(Data records)
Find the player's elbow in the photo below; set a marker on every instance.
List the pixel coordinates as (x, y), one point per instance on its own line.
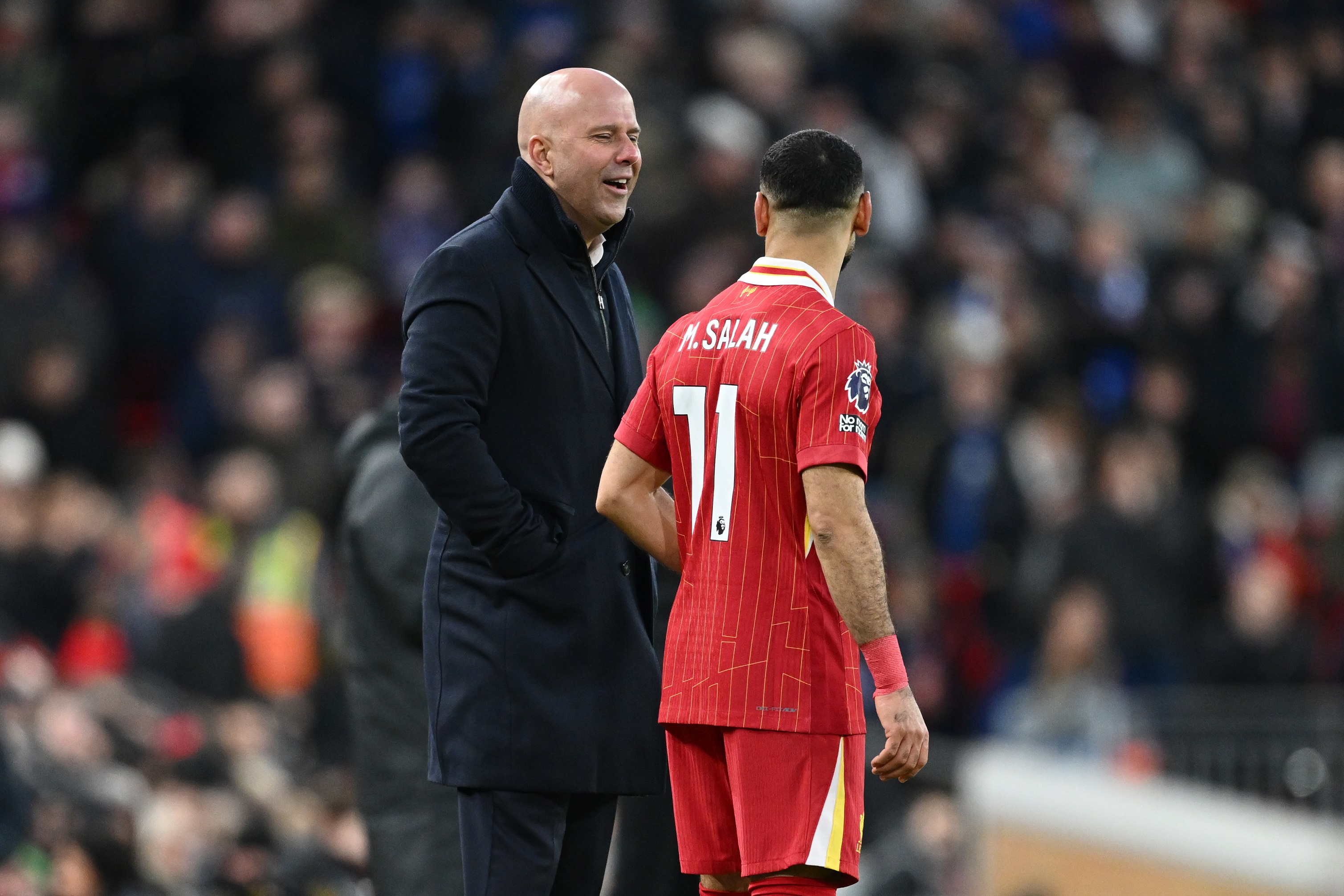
(830, 528)
(609, 499)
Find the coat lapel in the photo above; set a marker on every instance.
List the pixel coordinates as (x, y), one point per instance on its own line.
(557, 278)
(625, 342)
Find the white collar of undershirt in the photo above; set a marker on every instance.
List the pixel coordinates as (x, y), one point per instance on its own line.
(780, 272)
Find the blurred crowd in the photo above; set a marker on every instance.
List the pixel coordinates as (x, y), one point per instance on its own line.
(1105, 278)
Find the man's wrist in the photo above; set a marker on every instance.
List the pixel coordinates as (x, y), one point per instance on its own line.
(886, 665)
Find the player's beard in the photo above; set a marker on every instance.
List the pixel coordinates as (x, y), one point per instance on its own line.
(848, 253)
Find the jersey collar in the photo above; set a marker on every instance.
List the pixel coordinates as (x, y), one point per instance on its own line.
(780, 272)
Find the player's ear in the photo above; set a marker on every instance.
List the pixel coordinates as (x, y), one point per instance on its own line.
(863, 216)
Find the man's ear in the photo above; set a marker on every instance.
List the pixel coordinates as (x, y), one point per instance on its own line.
(762, 213)
(863, 216)
(539, 156)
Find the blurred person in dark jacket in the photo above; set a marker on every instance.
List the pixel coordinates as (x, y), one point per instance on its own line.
(386, 530)
(1261, 637)
(1073, 703)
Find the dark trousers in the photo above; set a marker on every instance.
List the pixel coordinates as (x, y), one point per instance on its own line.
(416, 849)
(534, 844)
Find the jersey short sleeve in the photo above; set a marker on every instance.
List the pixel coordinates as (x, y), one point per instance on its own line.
(838, 402)
(642, 428)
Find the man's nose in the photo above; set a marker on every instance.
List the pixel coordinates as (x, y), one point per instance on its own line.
(628, 152)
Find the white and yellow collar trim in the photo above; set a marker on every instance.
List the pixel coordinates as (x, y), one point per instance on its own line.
(787, 272)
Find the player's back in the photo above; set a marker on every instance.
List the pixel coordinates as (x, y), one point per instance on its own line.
(766, 381)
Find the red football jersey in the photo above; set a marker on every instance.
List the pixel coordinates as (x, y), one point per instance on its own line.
(740, 398)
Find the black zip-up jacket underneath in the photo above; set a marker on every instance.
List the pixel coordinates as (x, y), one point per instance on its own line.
(539, 663)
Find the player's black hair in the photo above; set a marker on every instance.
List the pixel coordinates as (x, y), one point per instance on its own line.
(814, 172)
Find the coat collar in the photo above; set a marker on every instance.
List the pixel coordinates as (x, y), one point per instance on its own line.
(558, 257)
(542, 206)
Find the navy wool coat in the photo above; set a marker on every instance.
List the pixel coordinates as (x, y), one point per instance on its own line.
(539, 663)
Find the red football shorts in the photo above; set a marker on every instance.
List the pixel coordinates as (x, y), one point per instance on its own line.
(754, 802)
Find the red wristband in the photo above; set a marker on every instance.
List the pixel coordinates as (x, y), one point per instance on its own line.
(886, 665)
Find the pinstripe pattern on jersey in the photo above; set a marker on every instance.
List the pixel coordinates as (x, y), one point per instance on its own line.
(754, 640)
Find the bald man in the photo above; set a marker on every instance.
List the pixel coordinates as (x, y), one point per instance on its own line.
(521, 359)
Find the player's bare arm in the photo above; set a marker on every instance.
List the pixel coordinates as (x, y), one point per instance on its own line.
(632, 496)
(851, 559)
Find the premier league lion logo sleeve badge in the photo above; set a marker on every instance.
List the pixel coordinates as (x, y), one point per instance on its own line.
(859, 386)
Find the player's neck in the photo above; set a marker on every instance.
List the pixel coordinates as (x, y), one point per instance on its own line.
(824, 252)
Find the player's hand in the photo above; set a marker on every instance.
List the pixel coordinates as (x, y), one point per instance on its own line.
(908, 738)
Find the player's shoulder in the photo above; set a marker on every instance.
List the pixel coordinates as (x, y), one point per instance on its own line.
(828, 327)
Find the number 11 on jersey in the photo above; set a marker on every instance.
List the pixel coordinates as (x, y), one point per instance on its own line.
(688, 402)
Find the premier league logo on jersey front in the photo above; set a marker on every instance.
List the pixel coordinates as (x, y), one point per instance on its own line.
(859, 386)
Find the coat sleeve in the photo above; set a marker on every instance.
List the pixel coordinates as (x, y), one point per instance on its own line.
(453, 328)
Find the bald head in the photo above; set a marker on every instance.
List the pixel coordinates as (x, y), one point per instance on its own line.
(577, 130)
(559, 96)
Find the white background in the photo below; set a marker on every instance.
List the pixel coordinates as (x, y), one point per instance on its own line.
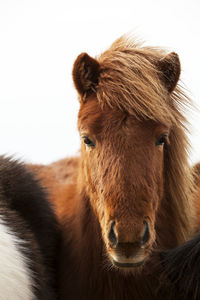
(39, 41)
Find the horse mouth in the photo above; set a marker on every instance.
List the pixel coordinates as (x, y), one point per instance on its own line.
(127, 264)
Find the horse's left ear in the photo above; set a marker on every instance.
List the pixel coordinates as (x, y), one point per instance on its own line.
(85, 74)
(170, 69)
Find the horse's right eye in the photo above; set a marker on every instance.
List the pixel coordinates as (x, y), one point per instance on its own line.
(88, 142)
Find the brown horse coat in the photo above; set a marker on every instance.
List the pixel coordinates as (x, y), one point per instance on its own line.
(130, 193)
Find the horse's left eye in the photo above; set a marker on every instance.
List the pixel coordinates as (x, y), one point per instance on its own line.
(162, 139)
(88, 142)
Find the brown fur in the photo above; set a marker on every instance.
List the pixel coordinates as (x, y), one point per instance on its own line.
(125, 177)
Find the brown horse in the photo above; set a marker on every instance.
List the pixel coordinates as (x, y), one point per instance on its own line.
(130, 192)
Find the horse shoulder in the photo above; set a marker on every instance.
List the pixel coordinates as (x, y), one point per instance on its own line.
(59, 179)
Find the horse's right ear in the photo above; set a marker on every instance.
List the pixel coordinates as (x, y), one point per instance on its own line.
(170, 69)
(85, 74)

TASK PROMPT
Can you format every line of the records above as a Markdown table with two columns, No. and Line, numbering the rows in order and leaving out blank lines and the pictures?

EXERCISE SOLUTION
| No. | Line |
|---|---|
| 1 | Find the player's elbow in the photo below; set a marker on every instance. |
| 2 | List the pixel coordinates as (x, y), one point per instance on its own line. |
| 3 | (830, 528) |
| 4 | (609, 499) |
| 5 | Find the coat lapel in the photo above; set a marker on every instance. |
| 6 | List the pixel coordinates as (x, y), one point per instance on its own line. |
| 7 | (557, 278) |
| 8 | (625, 342) |
| 9 | Find the white collar of undershirt in the photo above; set a marker on every instance. |
| 10 | List the pixel coordinates as (x, y), one point per instance on its own line. |
| 11 | (780, 272) |
| 12 | Find the blurred crowd in the photo above; set a marker on every instance. |
| 13 | List the pixel coordinates as (x, y), one point per instance on its own line. |
| 14 | (1105, 278) |
| 15 | Find the man's wrist in the photo above; set a marker on every instance. |
| 16 | List the pixel coordinates as (x, y), one point per instance on its own line. |
| 17 | (886, 665) |
| 18 | Find the player's beard in the photo above; set a marker on every instance. |
| 19 | List the pixel coordinates as (x, y), one point per instance on its own line. |
| 20 | (848, 253) |
| 21 | Find the jersey collar in the photo above; set a marker on every instance. |
| 22 | List the pixel coordinates as (x, y), one point per instance on its own line. |
| 23 | (780, 272) |
| 24 | Find the player's ear in the photo above; set a marker on every instance. |
| 25 | List the pixel coordinates as (x, y), one point per instance on its own line. |
| 26 | (863, 216) |
| 27 | Find the man's ear in the photo above; set a marker on every instance. |
| 28 | List the pixel coordinates as (x, y), one point per instance on its own line. |
| 29 | (762, 213) |
| 30 | (863, 216) |
| 31 | (539, 156) |
| 32 | Find the blurred person in dark jacket in the photo above; set a marker on every instance. |
| 33 | List the pixel coordinates as (x, y), one point per instance on its own line. |
| 34 | (386, 530) |
| 35 | (1261, 637) |
| 36 | (1073, 703) |
| 37 | Find the dark trousers in the photo above; set a marker on every instance. |
| 38 | List the pixel coordinates as (x, y), one point per instance on its own line. |
| 39 | (416, 849) |
| 40 | (534, 844) |
| 41 | Find the jersey short sleeve in the photo above; set a marker on every instance. |
| 42 | List the pixel coordinates as (x, y), one point per instance on its own line. |
| 43 | (838, 402) |
| 44 | (642, 428) |
| 45 | Find the man's nose in the photo above; set a marker on every instance. |
| 46 | List the pixel coordinates as (x, y), one point per instance on its own line. |
| 47 | (628, 152) |
| 48 | Find the white and yellow collar trim in the photo above; set a marker on every instance. |
| 49 | List the pixel coordinates as (x, y), one point per instance on its own line. |
| 50 | (787, 272) |
| 51 | Find the player's back in the photo above; set a marker on every instance. |
| 52 | List the pixel coordinates as (x, y), one point per instance on its own line. |
| 53 | (766, 381) |
| 54 | Find the red football jersey in the photo above; set a marker on every instance. |
| 55 | List the pixel coordinates as (x, y), one point per instance on its own line. |
| 56 | (740, 398) |
| 57 | Find the black zip-up jacket underneath in the photo above; set a marker on every instance. |
| 58 | List the pixel coordinates as (x, y), one point per instance on its own line. |
| 59 | (539, 663) |
| 60 | Find the player's black hair in the photo above; set a marker on every instance. |
| 61 | List the pixel coordinates as (x, y), one point per instance on its own line. |
| 62 | (814, 172) |
| 63 | Find the coat collar in the photo above; set a marker on every instance. |
| 64 | List the pixel coordinates as (x, y), one point per instance on its own line. |
| 65 | (558, 257) |
| 66 | (542, 206) |
| 67 | Find the navy wool coat in the photo above; set a marker on every instance. |
| 68 | List the pixel coordinates as (x, y), one point per instance on its own line. |
| 69 | (539, 663) |
| 70 | Find the red football shorts in the photo above; set a marker on every instance. |
| 71 | List the pixel coordinates as (x, y), one point per instance on its own line. |
| 72 | (754, 802) |
| 73 | Find the red wristband in the photo above; set a marker on every instance. |
| 74 | List the pixel coordinates as (x, y), one point per instance on its own line. |
| 75 | (886, 665) |
| 76 | Find the pinstripe pattern on jersey in the photo above; set a marker on every instance. |
| 77 | List the pixel coordinates as (x, y), one point per instance on its own line. |
| 78 | (754, 640) |
| 79 | Find the bald man in the photo above; set a marker on every instance. |
| 80 | List the pixel coordinates as (x, y), one point per instance on its own line. |
| 81 | (521, 359) |
| 82 | Find the player's bare arm in the photo above; set a marker on every instance. |
| 83 | List the pixel coordinates as (x, y), one point per instance on its own line. |
| 84 | (632, 496) |
| 85 | (851, 559) |
| 86 | Find the premier league lion logo sleeve badge in the photo above; set a marker on every instance. |
| 87 | List the pixel coordinates as (x, y), one point per instance on its own line. |
| 88 | (859, 386) |
| 89 | Find the player's neck in the photo above; set a marker on every instance. |
| 90 | List the pixel coordinates as (x, y), one point per instance on its own line. |
| 91 | (824, 252) |
| 92 | Find the player's hand in the photo above; set a marker on every instance. |
| 93 | List the pixel coordinates as (x, y), one point per instance on its own line. |
| 94 | (908, 738) |
| 95 | Find the player's shoulder in the photo above; set a marker on every instance. |
| 96 | List the pixel coordinates as (x, y), one point per instance on its own line. |
| 97 | (828, 327) |
| 98 | Find the number 11 on jersey in the photo above; set a marker on every instance. |
| 99 | List the pixel coordinates as (x, y), one point per instance on its own line. |
| 100 | (688, 402) |
| 101 | Find the premier league logo on jersey front in the photo above; set a marker on every instance. |
| 102 | List the pixel coordinates as (x, y), one point per instance on its own line. |
| 103 | (859, 386) |
| 104 | Find the coat sleeve in the photo above; set a marker on every instance. |
| 105 | List the pixel coordinates as (x, y), one point per instance on its own line. |
| 106 | (453, 328) |
| 107 | Find the bald head in the photo above; set a marker on every instance. |
| 108 | List the pixel coordinates as (x, y), one point per instance on its own line. |
| 109 | (577, 130) |
| 110 | (559, 96) |
| 111 | Find the white background in the photo below; set a marker on every instance. |
| 112 | List the pixel coordinates as (x, y), one point per instance on its own line. |
| 113 | (39, 41) |
| 114 | Find the horse mouth in the photo above; set a marker on every instance. |
| 115 | List the pixel coordinates as (x, y), one point per instance on its own line. |
| 116 | (127, 264) |
| 117 | Find the horse's left ear in the photo above; set a marker on every instance. |
| 118 | List the pixel coordinates as (x, y), one point per instance on its own line. |
| 119 | (85, 74) |
| 120 | (170, 69) |
| 121 | Find the horse's right eye in the photo above; set a marker on every instance. |
| 122 | List the pixel coordinates as (x, y), one point per instance on its own line. |
| 123 | (88, 142) |
| 124 | Find the brown horse coat in the photo above; set a marker on every instance. |
| 125 | List the pixel coordinates as (x, y), one point per instance on its own line. |
| 126 | (130, 193) |
| 127 | Find the horse's left eye in the photo above; set a marker on every instance. |
| 128 | List the pixel coordinates as (x, y), one point per instance on its own line. |
| 129 | (162, 139) |
| 130 | (88, 142) |
| 131 | Find the brown fur in the photo above; set a marker on every instance. |
| 132 | List the pixel coordinates as (x, y), one point per instance on its own line. |
| 133 | (125, 177) |
| 134 | Find the brown horse in the photo above; set a marker on every instance. |
| 135 | List the pixel coordinates as (x, y), one point per instance on its own line. |
| 136 | (130, 192) |
| 137 | Find the horse shoulder in the photo above; set a marker on every instance. |
| 138 | List the pixel coordinates as (x, y), one point per instance on its own line. |
| 139 | (59, 179) |
| 140 | Find the horse's right ear in the photo above; set a marker on every instance. |
| 141 | List the pixel coordinates as (x, y), one point per instance on its own line. |
| 142 | (170, 69) |
| 143 | (85, 74) |